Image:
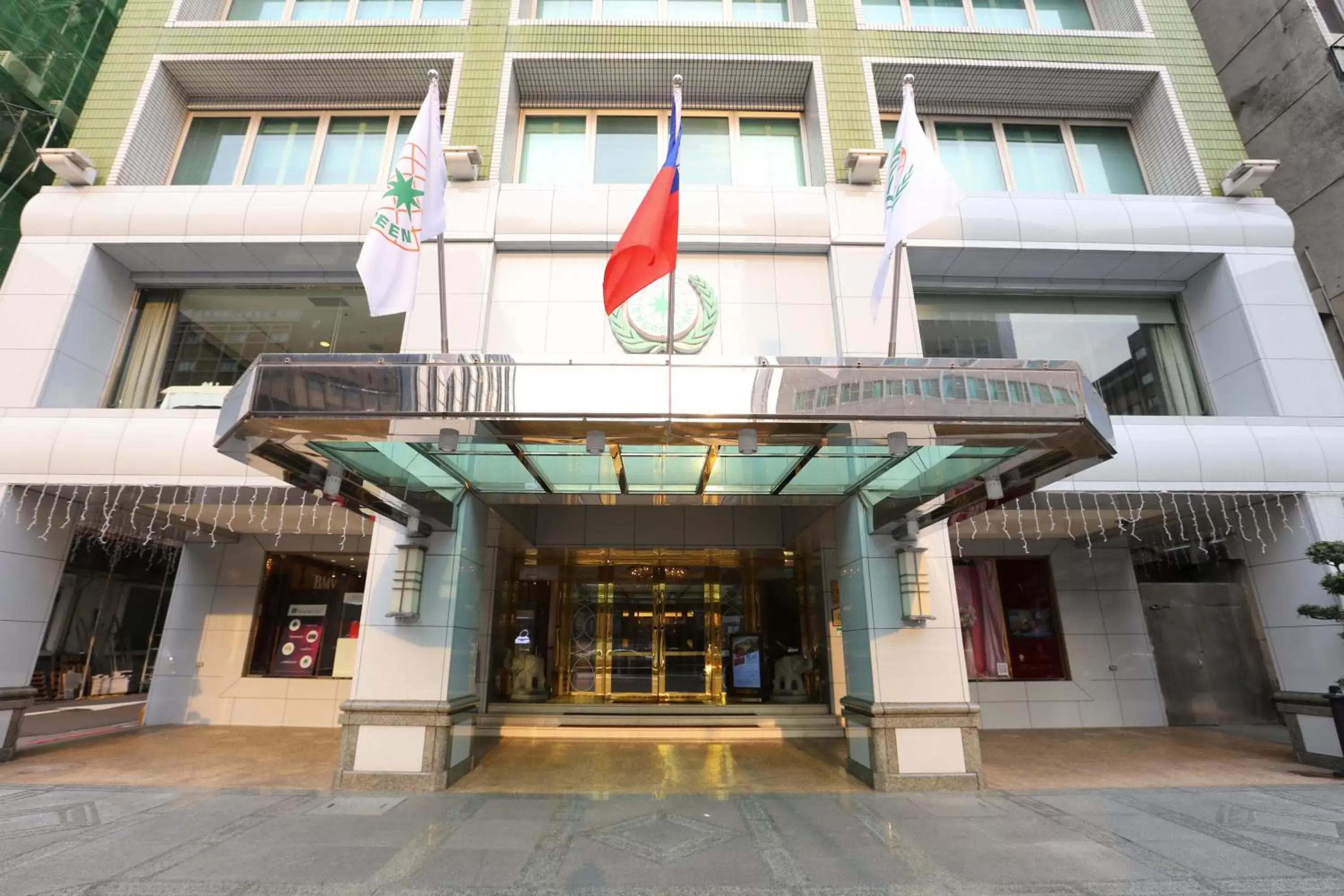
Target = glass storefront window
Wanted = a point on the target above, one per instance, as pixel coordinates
(627, 150)
(554, 151)
(211, 151)
(353, 150)
(1064, 15)
(308, 621)
(772, 152)
(1108, 162)
(706, 151)
(1132, 349)
(971, 155)
(1039, 159)
(195, 340)
(281, 151)
(1002, 14)
(939, 13)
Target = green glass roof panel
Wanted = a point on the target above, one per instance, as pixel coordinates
(737, 473)
(664, 469)
(836, 469)
(487, 466)
(936, 469)
(572, 470)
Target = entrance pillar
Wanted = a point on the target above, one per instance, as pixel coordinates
(910, 723)
(409, 723)
(30, 566)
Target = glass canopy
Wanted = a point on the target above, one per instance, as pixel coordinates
(811, 470)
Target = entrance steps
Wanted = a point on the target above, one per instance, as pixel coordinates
(658, 722)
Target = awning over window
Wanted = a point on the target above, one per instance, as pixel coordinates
(902, 433)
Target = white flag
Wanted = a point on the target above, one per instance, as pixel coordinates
(920, 190)
(412, 211)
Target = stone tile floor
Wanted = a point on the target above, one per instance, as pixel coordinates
(129, 841)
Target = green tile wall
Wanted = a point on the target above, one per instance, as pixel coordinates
(836, 41)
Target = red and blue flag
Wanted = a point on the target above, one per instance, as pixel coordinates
(647, 249)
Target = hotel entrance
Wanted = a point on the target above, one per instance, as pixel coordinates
(658, 626)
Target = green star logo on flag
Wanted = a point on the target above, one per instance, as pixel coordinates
(404, 193)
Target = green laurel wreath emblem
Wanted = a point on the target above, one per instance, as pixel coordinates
(691, 345)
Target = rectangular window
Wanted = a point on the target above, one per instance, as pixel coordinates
(281, 151)
(603, 148)
(706, 151)
(187, 347)
(971, 155)
(211, 152)
(257, 11)
(353, 151)
(1042, 15)
(554, 150)
(1107, 160)
(760, 10)
(1064, 15)
(1039, 159)
(1002, 14)
(627, 150)
(772, 152)
(383, 10)
(1132, 350)
(308, 621)
(1010, 625)
(319, 10)
(342, 10)
(988, 156)
(261, 150)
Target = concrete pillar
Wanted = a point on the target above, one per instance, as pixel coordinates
(30, 567)
(410, 720)
(910, 720)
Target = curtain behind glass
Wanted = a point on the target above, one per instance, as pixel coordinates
(1178, 377)
(144, 362)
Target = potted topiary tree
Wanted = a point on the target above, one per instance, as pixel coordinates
(1304, 711)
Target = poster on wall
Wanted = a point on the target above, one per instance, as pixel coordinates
(302, 641)
(746, 661)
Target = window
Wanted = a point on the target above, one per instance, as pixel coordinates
(1010, 625)
(627, 148)
(336, 148)
(987, 156)
(187, 347)
(308, 621)
(664, 10)
(1132, 350)
(343, 10)
(1041, 15)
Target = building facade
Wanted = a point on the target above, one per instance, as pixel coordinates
(1077, 493)
(1291, 116)
(49, 58)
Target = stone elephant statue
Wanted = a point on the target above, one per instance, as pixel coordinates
(791, 677)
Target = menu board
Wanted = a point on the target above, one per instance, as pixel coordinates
(300, 642)
(746, 661)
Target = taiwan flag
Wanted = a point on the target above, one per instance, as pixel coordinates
(648, 246)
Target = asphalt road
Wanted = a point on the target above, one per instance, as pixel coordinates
(109, 841)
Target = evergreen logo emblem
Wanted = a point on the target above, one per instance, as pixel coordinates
(398, 221)
(640, 326)
(898, 175)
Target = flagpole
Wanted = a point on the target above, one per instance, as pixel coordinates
(443, 275)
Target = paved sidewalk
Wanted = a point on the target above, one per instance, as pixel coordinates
(1107, 843)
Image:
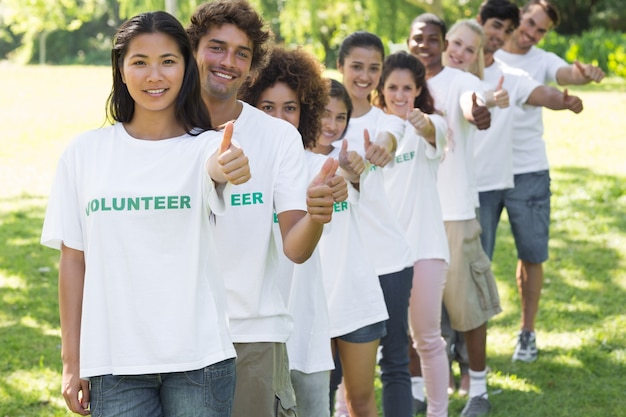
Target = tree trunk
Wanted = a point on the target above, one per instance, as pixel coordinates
(42, 46)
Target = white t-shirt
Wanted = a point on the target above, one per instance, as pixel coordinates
(383, 236)
(153, 299)
(411, 185)
(353, 292)
(302, 286)
(456, 181)
(257, 310)
(493, 149)
(529, 148)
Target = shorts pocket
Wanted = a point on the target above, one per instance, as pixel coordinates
(285, 404)
(540, 216)
(486, 289)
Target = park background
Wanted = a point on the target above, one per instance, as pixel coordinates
(582, 321)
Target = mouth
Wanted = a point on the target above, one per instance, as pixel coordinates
(223, 75)
(155, 91)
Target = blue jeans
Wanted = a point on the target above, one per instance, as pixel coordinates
(394, 362)
(206, 392)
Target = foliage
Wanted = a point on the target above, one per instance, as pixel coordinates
(599, 46)
(35, 19)
(581, 322)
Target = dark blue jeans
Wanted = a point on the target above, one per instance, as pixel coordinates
(206, 392)
(394, 362)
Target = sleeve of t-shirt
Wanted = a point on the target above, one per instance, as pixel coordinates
(62, 223)
(553, 63)
(292, 176)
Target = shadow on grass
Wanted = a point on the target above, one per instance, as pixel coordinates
(30, 344)
(581, 319)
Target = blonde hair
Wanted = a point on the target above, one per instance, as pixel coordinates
(478, 66)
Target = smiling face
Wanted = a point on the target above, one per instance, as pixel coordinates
(334, 122)
(497, 31)
(153, 70)
(463, 47)
(400, 92)
(282, 102)
(224, 56)
(361, 71)
(534, 24)
(426, 43)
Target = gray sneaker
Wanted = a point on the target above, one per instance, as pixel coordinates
(526, 348)
(419, 407)
(476, 406)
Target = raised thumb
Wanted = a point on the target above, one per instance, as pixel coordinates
(227, 138)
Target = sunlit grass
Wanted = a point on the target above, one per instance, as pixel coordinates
(580, 327)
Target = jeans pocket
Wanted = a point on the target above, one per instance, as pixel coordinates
(285, 403)
(486, 288)
(220, 385)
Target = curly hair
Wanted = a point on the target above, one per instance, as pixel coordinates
(302, 73)
(239, 13)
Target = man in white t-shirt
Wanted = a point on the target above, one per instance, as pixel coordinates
(231, 42)
(470, 294)
(530, 223)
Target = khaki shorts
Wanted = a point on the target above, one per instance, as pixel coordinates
(263, 387)
(470, 295)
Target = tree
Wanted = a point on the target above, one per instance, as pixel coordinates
(35, 19)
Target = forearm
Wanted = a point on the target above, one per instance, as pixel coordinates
(71, 284)
(301, 238)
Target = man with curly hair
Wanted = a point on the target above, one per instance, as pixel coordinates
(231, 44)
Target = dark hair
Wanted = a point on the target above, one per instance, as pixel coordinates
(499, 9)
(302, 73)
(360, 39)
(433, 19)
(549, 8)
(239, 13)
(338, 91)
(403, 60)
(190, 110)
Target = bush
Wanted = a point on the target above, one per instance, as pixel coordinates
(601, 47)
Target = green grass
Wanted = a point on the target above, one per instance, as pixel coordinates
(582, 321)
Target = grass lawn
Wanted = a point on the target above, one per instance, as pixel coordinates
(582, 321)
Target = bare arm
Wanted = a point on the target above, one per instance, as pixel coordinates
(554, 99)
(301, 230)
(578, 73)
(71, 283)
(228, 163)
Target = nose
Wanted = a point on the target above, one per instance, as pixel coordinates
(155, 73)
(228, 59)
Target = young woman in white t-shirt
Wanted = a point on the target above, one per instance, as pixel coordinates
(374, 135)
(291, 87)
(140, 292)
(411, 184)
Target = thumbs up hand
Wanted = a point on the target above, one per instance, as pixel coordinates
(351, 163)
(572, 103)
(319, 196)
(500, 95)
(375, 153)
(229, 163)
(480, 114)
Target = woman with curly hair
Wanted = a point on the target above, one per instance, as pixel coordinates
(291, 88)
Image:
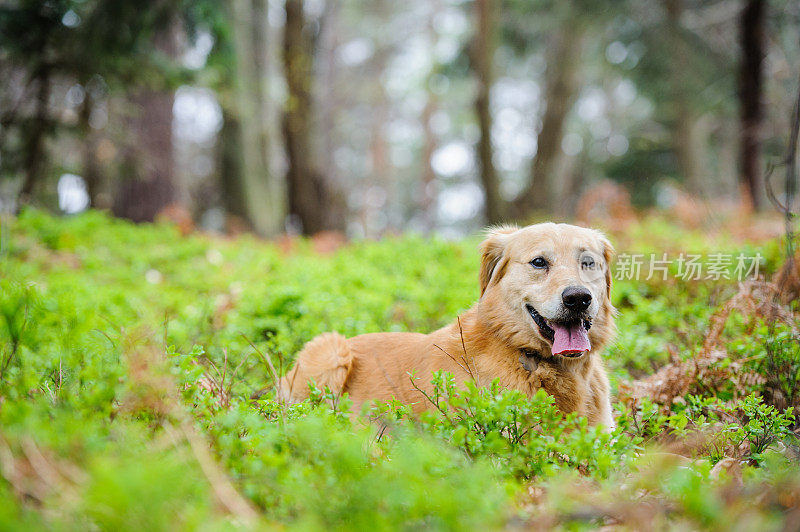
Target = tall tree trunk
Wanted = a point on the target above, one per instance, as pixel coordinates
(428, 189)
(483, 46)
(563, 64)
(34, 156)
(92, 174)
(260, 199)
(230, 170)
(149, 182)
(686, 130)
(751, 27)
(309, 194)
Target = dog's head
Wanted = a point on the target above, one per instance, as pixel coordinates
(546, 288)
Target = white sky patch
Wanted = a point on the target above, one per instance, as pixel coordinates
(572, 144)
(460, 202)
(625, 93)
(591, 105)
(72, 194)
(357, 51)
(452, 159)
(71, 19)
(196, 56)
(197, 116)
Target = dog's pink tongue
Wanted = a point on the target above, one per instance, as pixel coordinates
(570, 338)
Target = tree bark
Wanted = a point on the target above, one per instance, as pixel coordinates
(92, 174)
(751, 35)
(483, 46)
(148, 183)
(261, 197)
(310, 197)
(686, 129)
(561, 89)
(34, 145)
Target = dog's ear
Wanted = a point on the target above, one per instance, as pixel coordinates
(608, 254)
(492, 252)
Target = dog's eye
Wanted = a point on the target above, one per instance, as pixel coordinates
(539, 263)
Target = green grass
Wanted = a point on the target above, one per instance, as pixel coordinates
(129, 355)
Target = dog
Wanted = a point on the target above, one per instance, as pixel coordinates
(543, 316)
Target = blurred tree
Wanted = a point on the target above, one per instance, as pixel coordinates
(752, 42)
(259, 195)
(561, 88)
(686, 132)
(482, 57)
(311, 199)
(147, 183)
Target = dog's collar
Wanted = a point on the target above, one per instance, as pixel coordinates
(530, 359)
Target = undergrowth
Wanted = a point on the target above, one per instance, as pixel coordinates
(135, 393)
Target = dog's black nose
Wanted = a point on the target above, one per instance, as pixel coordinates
(576, 298)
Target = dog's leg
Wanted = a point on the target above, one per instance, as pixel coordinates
(326, 360)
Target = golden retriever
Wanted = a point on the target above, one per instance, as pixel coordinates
(542, 319)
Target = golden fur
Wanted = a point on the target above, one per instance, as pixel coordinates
(496, 332)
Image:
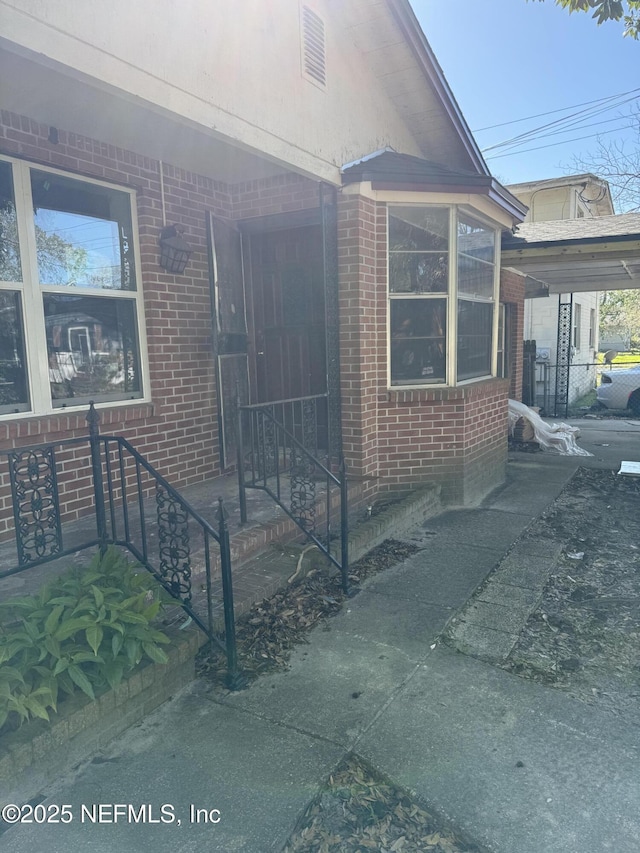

==========

- [Try it]:
Where does the string "emblem" occur in the listing above? Return every line that contains it.

- [Answer to this problem]:
Target = green laurel wreath emblem
Target = evergreen logo emblem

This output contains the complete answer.